— BEGIN Given information —

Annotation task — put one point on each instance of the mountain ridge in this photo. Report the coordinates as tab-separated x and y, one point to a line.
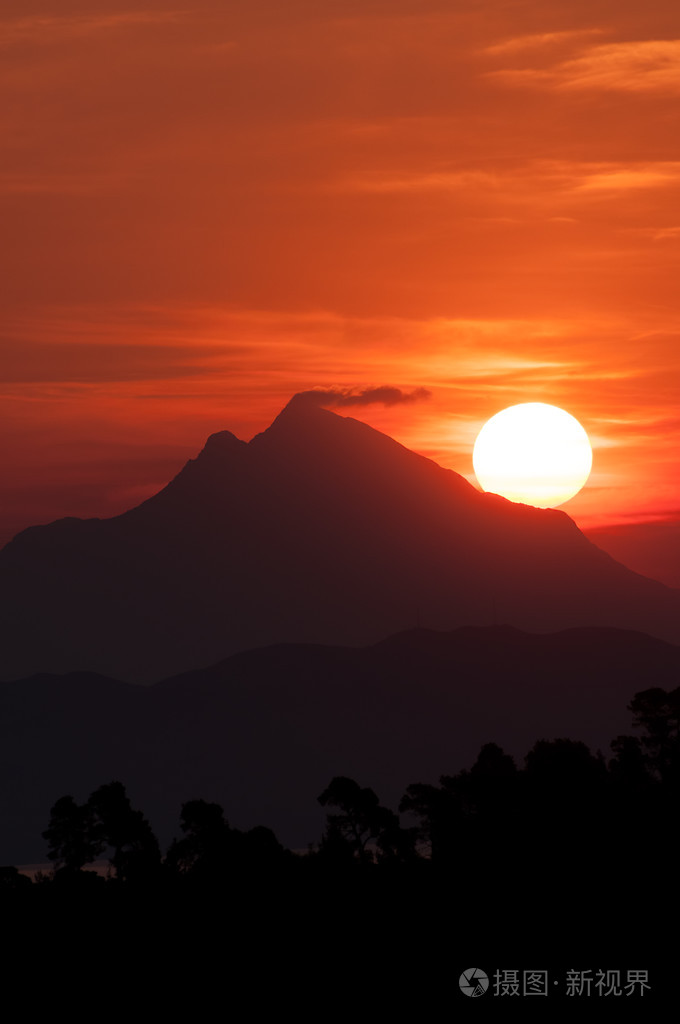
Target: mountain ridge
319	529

— END Given information —
— BEGIN Given information —

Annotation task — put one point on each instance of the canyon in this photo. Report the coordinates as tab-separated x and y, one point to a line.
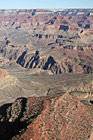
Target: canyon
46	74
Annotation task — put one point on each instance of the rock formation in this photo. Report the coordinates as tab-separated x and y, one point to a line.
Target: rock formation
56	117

— END Given information —
— BEGIN Given information —

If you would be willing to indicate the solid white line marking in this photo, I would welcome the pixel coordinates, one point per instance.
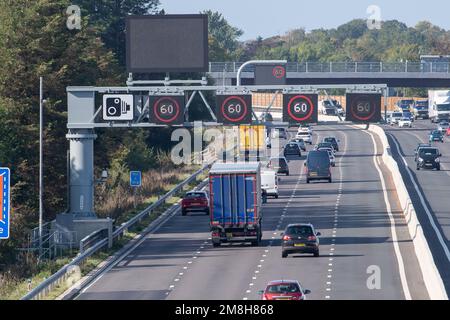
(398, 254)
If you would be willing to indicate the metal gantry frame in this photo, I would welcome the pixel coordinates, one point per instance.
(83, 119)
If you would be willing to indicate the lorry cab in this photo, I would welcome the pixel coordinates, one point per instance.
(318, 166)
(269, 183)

— END Given information —

Task description
Locate every line in the listing above that contains the string "ridge" and copy each of those lines in full. Treat the match as case-sensitive.

Response to this exercise
Annotation task — put one point on each instance of the mountain ridge in this photo. Report the coordinates as tab-separated x and y, one point to a line.
Target: mountain ridge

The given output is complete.